## BEGIN THE RECORDS

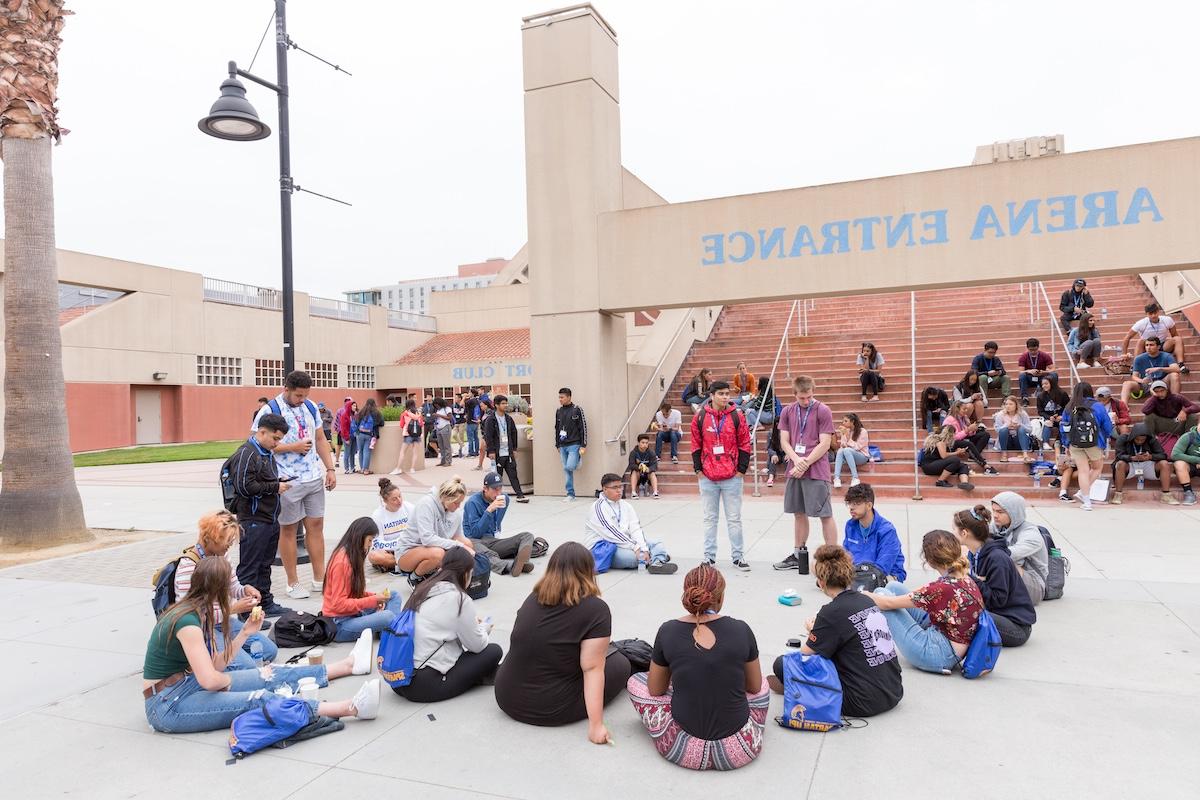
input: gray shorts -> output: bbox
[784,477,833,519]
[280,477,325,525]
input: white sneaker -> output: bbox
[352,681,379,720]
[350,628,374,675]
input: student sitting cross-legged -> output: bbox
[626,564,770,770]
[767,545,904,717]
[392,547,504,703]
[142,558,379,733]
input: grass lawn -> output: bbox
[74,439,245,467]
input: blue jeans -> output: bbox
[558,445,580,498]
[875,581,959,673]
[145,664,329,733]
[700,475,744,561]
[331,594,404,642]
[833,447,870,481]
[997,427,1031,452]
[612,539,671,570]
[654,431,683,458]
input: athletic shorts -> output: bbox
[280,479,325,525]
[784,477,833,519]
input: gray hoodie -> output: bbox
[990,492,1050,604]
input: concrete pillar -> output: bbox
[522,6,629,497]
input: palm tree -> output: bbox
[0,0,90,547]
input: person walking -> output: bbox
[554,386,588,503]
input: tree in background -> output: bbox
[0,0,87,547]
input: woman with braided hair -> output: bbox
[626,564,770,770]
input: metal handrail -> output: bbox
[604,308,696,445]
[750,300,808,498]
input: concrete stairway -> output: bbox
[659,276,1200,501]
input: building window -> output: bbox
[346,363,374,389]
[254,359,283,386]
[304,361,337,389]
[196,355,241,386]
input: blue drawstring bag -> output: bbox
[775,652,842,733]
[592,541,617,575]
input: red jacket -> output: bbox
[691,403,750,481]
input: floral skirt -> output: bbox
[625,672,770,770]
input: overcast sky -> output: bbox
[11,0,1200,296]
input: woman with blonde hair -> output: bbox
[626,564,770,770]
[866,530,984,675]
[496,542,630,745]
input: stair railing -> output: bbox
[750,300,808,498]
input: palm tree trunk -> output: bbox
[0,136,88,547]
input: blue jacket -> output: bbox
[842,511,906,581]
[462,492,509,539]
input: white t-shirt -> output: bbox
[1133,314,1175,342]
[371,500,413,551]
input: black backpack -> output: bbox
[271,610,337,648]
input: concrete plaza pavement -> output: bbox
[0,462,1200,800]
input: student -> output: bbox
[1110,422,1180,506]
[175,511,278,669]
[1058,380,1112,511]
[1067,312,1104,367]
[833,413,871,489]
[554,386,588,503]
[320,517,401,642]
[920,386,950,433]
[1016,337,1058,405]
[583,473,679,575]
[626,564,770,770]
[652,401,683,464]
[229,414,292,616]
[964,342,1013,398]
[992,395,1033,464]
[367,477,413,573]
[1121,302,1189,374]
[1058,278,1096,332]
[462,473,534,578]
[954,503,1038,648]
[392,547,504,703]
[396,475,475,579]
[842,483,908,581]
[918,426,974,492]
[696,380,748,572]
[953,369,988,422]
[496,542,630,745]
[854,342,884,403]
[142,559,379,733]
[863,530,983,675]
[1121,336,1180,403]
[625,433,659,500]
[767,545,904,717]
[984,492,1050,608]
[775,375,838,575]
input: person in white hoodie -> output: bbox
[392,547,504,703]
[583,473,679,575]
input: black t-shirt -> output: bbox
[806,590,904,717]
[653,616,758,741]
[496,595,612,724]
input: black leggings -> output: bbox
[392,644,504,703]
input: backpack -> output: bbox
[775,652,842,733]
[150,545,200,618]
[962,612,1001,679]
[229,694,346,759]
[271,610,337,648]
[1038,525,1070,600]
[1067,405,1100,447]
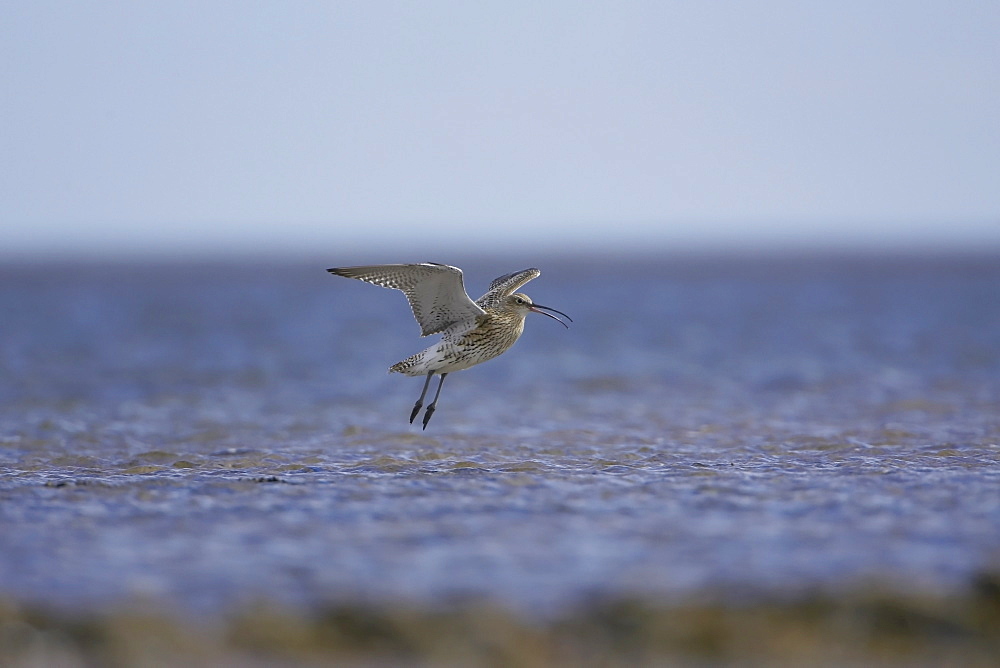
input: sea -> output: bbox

## END THE RECORDS
## BEGIN THE RECORDS

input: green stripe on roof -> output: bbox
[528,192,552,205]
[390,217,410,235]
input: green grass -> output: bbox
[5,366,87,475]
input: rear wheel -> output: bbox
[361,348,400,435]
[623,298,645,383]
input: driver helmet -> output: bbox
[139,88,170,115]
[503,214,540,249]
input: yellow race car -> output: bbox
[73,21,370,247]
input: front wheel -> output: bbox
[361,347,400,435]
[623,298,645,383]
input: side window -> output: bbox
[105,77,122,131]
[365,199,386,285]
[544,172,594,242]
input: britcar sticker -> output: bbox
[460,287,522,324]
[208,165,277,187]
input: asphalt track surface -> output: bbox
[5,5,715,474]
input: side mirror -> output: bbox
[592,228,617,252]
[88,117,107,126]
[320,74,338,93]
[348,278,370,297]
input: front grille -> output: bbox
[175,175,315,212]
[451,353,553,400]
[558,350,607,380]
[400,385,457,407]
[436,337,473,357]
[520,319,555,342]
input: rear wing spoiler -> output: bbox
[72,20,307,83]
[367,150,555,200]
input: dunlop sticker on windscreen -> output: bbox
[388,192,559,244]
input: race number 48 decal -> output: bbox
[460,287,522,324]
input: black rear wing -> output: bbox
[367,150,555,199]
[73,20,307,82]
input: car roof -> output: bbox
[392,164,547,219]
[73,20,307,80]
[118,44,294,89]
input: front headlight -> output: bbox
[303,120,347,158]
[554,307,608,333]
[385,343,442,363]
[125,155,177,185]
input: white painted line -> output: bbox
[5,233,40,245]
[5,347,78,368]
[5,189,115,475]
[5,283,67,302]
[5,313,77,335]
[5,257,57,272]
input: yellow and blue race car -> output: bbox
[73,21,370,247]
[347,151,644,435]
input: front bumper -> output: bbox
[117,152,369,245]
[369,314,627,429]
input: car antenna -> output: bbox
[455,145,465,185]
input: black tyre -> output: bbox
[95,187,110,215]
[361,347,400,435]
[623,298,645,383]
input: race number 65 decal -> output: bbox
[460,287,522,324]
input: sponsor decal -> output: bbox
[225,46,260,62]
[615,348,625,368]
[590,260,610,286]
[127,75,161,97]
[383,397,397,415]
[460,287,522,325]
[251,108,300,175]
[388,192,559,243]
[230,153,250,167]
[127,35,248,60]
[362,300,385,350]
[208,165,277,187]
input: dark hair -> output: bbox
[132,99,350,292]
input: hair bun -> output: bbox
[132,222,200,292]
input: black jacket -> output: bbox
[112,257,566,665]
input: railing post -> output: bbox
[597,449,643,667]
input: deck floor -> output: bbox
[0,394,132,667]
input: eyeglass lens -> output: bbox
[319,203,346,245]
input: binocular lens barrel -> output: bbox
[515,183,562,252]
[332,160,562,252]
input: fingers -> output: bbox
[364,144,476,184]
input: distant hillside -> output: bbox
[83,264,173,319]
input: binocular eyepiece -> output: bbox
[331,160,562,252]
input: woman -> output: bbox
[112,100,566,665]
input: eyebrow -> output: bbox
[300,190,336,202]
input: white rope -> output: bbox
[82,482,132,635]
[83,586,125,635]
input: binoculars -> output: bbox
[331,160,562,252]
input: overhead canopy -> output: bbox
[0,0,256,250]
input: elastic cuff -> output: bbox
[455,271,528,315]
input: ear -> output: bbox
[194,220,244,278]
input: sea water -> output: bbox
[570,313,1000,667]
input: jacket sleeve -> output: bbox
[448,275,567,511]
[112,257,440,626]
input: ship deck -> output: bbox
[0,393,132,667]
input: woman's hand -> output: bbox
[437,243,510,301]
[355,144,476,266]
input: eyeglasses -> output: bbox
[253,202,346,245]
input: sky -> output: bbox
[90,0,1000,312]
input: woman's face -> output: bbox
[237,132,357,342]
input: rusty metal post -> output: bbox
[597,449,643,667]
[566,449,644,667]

## END THE RECORDS
## BEGIN THE RECORDS

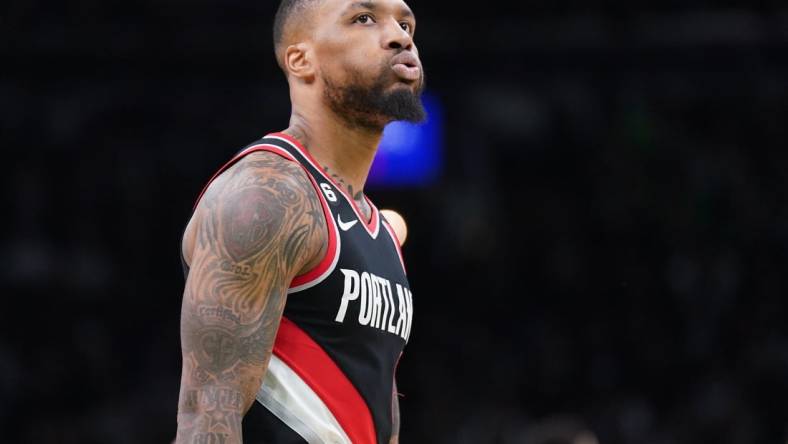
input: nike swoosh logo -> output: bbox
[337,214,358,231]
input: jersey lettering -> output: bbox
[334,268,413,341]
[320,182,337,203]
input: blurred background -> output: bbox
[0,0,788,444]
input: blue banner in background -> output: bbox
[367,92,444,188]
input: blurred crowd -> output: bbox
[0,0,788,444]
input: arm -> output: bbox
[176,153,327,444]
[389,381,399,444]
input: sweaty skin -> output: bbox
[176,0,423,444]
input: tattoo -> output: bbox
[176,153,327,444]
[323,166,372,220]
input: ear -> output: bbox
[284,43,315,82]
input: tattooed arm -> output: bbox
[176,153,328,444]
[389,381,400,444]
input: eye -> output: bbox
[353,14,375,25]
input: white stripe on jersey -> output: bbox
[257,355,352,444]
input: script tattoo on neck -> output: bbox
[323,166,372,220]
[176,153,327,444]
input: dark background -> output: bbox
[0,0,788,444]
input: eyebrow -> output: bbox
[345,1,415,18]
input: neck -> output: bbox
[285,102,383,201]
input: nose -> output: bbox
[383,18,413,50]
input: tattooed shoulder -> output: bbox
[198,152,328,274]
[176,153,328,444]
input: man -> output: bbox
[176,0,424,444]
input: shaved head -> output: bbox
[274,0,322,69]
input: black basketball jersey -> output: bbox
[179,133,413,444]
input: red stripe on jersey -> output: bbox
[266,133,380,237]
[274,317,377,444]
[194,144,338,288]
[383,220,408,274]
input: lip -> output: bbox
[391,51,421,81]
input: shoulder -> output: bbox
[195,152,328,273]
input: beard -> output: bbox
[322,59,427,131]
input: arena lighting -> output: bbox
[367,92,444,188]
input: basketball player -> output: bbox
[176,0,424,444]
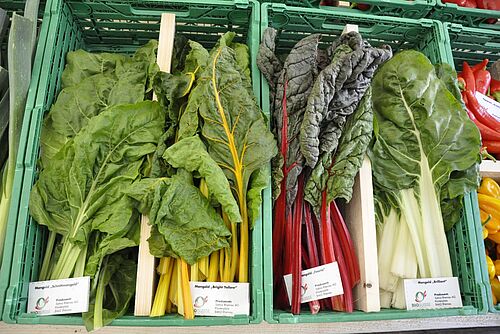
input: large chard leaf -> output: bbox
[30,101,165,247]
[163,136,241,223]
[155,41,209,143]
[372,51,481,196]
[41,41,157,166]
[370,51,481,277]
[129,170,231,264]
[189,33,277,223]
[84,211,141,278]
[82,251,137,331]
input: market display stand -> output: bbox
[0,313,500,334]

## END THE RECORDS

▸ THE REQUEST: Copy the rows from the line containing "input: sky -> output: bbox" to the line containing "[237,132,357,342]", including both ends. Keep the request lines unchanged, and multiply every bounding box coordinate by 2.05, rounding each to a whole number with halves rounded up.

▸ REPLY TO THE TASK:
input: sky -> output: bbox
[185,0,2050,640]
input: woman's face -> output: bbox
[486,271,732,701]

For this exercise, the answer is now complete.